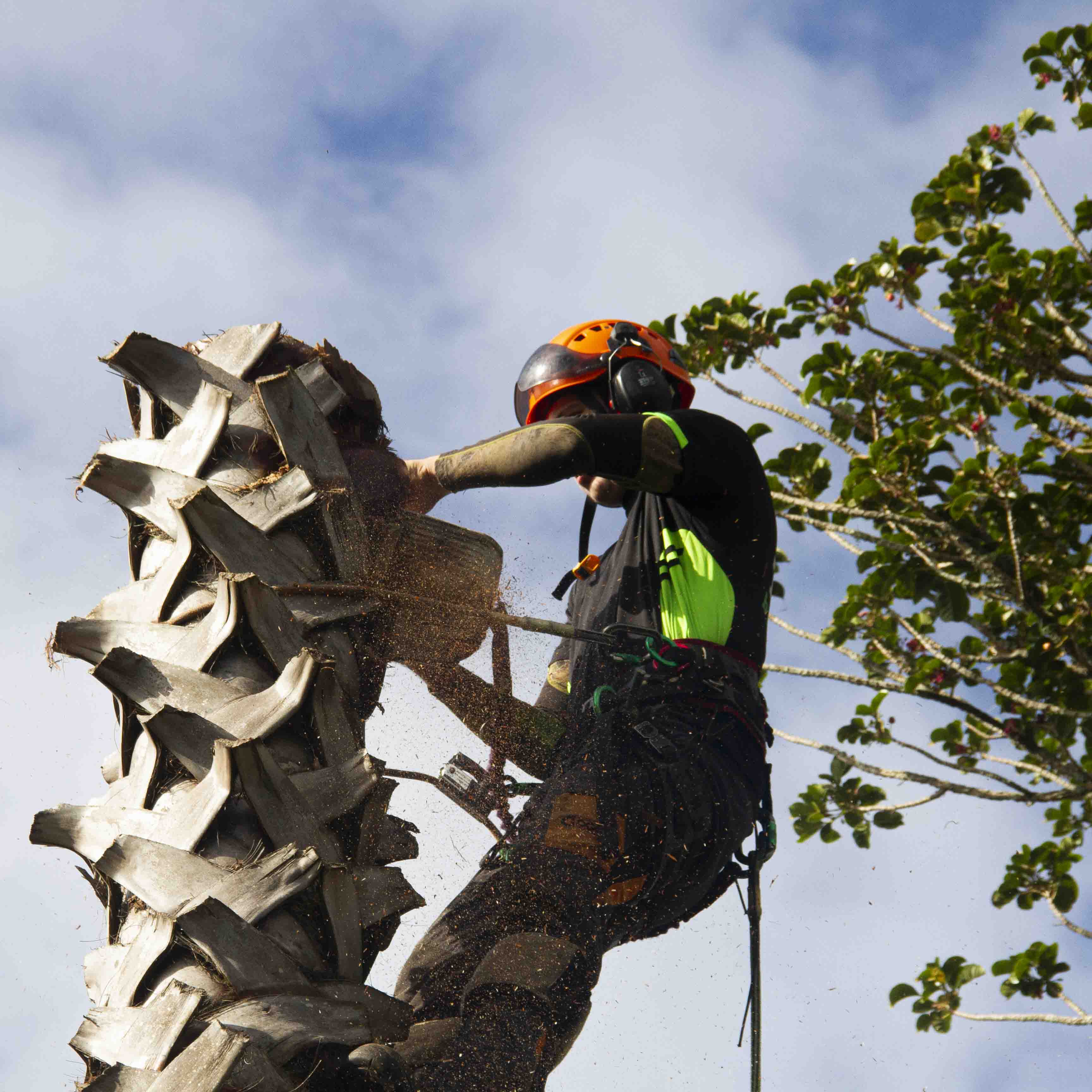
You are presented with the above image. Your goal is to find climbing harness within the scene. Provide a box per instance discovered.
[385,620,778,1092]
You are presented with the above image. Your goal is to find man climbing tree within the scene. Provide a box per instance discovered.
[371,321,776,1092]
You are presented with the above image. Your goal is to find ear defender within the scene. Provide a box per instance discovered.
[610,359,676,413]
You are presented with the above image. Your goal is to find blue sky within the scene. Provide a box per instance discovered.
[0,0,1088,1092]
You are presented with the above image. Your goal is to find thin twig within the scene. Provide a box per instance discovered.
[1043,299,1092,369]
[891,736,1024,793]
[910,302,956,334]
[854,788,948,811]
[968,755,1077,788]
[1012,141,1092,265]
[773,728,1088,804]
[1046,895,1092,940]
[889,610,1087,716]
[769,615,865,664]
[1001,497,1024,603]
[863,322,1092,443]
[706,372,860,455]
[951,1009,1092,1027]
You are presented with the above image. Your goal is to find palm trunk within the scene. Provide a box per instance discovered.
[31,323,500,1092]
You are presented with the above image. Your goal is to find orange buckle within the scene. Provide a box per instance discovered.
[572,554,599,580]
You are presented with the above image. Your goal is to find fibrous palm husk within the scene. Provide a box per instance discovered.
[31,323,500,1092]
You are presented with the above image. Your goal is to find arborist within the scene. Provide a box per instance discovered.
[382,320,776,1092]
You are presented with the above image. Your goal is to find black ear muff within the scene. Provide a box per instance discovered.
[610,360,675,413]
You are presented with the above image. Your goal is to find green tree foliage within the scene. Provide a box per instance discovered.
[656,26,1092,1032]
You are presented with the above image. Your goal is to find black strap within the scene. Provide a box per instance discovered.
[554,497,596,599]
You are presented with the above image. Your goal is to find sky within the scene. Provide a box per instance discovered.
[0,0,1092,1092]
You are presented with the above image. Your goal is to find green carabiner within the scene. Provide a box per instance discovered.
[592,682,618,716]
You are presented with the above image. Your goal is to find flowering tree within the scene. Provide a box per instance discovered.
[656,26,1092,1032]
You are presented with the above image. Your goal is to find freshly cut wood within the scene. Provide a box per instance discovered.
[80,452,316,538]
[256,371,368,583]
[84,1066,160,1092]
[258,908,330,979]
[228,1043,300,1092]
[146,965,228,1005]
[87,513,194,621]
[312,982,413,1043]
[80,452,204,538]
[83,910,175,1008]
[311,642,364,766]
[376,815,421,865]
[353,865,425,929]
[140,706,236,778]
[98,382,232,476]
[209,986,412,1065]
[235,573,304,670]
[70,983,204,1069]
[91,732,160,808]
[99,332,252,417]
[234,742,364,980]
[95,834,320,922]
[210,466,318,532]
[288,750,379,823]
[143,1020,250,1092]
[178,488,320,584]
[53,574,239,670]
[92,649,316,739]
[281,593,385,629]
[31,735,232,860]
[382,1017,463,1068]
[199,322,281,379]
[178,899,308,995]
[296,358,348,417]
[356,778,398,866]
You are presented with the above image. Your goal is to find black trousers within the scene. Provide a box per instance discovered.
[395,702,767,1092]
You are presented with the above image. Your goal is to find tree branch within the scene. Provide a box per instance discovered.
[773,728,1088,804]
[891,736,1031,793]
[1012,141,1092,265]
[951,1009,1092,1027]
[769,615,865,664]
[704,371,860,455]
[863,322,1092,443]
[889,610,1088,718]
[854,788,948,811]
[1046,895,1092,940]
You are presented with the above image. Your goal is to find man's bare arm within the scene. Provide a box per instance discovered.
[406,663,567,778]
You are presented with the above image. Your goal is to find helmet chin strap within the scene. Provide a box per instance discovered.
[554,497,599,599]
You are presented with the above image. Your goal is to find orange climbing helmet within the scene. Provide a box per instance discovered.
[515,319,694,425]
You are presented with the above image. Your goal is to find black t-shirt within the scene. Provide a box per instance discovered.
[541,410,776,712]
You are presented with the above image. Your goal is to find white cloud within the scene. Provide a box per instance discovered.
[0,2,1083,1089]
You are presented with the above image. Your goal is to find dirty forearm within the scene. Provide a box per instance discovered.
[436,422,595,493]
[407,664,566,778]
[436,414,682,493]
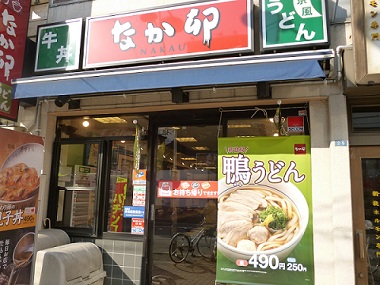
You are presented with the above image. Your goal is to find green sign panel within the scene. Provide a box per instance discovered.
[34,19,83,72]
[260,0,328,50]
[216,136,314,285]
[0,83,13,114]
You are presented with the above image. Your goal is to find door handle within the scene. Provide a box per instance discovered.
[355,230,365,259]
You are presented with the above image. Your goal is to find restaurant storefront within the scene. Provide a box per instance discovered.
[5,0,368,285]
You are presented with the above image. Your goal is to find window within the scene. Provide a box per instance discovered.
[48,115,148,236]
[55,143,100,234]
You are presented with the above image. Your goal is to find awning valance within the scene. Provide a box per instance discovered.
[13,50,333,99]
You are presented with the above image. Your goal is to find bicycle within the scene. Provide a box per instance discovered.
[169,223,216,263]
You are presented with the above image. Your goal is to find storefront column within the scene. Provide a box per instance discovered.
[310,95,355,284]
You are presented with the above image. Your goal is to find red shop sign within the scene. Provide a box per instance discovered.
[83,0,253,68]
[0,0,30,121]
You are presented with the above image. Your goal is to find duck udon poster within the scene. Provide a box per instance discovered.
[216,136,314,285]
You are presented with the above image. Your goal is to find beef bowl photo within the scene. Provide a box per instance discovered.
[218,182,309,262]
[0,143,44,209]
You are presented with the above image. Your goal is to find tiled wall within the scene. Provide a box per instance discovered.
[73,235,143,285]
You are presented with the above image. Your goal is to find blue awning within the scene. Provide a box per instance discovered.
[13,52,332,99]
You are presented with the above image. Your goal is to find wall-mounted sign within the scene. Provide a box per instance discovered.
[83,0,253,68]
[0,0,30,121]
[216,136,314,285]
[157,180,218,199]
[260,0,328,50]
[34,19,83,72]
[123,206,145,218]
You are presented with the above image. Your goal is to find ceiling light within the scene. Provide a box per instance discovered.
[94,117,127,124]
[82,116,90,128]
[176,137,197,142]
[228,124,252,129]
[192,146,210,150]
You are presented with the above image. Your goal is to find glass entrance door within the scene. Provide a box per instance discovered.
[350,146,380,285]
[152,125,218,285]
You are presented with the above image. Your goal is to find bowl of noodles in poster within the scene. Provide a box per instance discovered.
[218,182,309,262]
[0,143,44,212]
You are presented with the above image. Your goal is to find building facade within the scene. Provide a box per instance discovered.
[2,0,380,284]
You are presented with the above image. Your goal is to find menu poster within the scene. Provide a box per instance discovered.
[0,129,44,284]
[216,136,314,285]
[109,176,128,232]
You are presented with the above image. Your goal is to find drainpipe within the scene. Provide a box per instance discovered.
[336,44,352,82]
[35,98,43,136]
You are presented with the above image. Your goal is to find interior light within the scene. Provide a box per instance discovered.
[82,116,90,128]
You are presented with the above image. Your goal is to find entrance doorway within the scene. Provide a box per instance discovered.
[350,146,380,285]
[152,125,218,285]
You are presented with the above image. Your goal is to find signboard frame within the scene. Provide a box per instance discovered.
[34,18,84,73]
[83,0,254,69]
[260,0,330,51]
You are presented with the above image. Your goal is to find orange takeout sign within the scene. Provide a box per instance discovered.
[157,180,218,199]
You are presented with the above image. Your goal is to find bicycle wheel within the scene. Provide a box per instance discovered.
[197,232,216,259]
[169,234,190,263]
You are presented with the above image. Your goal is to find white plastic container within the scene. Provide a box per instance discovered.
[35,229,70,252]
[34,242,106,285]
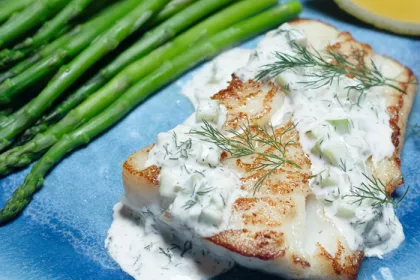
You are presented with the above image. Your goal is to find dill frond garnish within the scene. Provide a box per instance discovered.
[345,173,409,208]
[190,121,301,194]
[255,42,410,105]
[172,131,192,158]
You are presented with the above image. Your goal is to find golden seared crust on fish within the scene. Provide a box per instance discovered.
[212,75,284,130]
[123,19,417,279]
[207,122,363,279]
[289,19,418,193]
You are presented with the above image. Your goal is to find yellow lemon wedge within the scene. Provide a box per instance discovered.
[334,0,420,35]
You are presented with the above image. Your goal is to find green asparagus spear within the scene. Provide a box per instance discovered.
[0,0,67,48]
[0,1,130,85]
[0,0,92,67]
[13,0,235,146]
[0,0,277,175]
[148,0,197,26]
[29,0,241,132]
[0,0,143,107]
[0,2,301,224]
[0,0,168,150]
[0,0,33,22]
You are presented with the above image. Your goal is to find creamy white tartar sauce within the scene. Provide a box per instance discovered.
[236,23,404,257]
[105,24,404,280]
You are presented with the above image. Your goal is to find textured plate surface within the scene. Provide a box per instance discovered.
[0,0,420,280]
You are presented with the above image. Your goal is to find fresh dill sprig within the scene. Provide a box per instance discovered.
[190,121,301,194]
[255,42,410,105]
[346,173,409,208]
[171,131,192,158]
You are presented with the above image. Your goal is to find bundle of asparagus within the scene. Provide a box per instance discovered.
[0,0,301,225]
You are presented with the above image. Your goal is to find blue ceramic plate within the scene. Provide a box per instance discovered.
[0,0,420,280]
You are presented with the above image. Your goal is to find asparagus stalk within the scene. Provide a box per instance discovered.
[0,0,168,149]
[0,0,92,67]
[0,2,301,224]
[0,0,67,48]
[0,0,277,175]
[0,0,33,22]
[148,0,196,26]
[0,0,143,107]
[0,1,128,84]
[25,0,241,138]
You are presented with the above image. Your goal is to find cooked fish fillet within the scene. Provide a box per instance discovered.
[123,19,416,279]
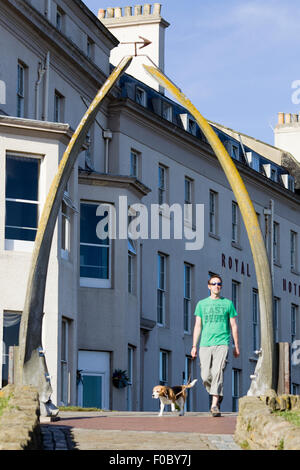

────────

Rewrite the part of the records that opens with the line containing "to find bowl" and closes with the line containing "[0,143,44,212]", switching "noodles" to "ramen" and keeping everything else the same.

You are presented with the above image. Your goal is to find bowl of ramen in poster within the scene. Provide a box per instance discovered.
[218,182,309,262]
[0,143,44,212]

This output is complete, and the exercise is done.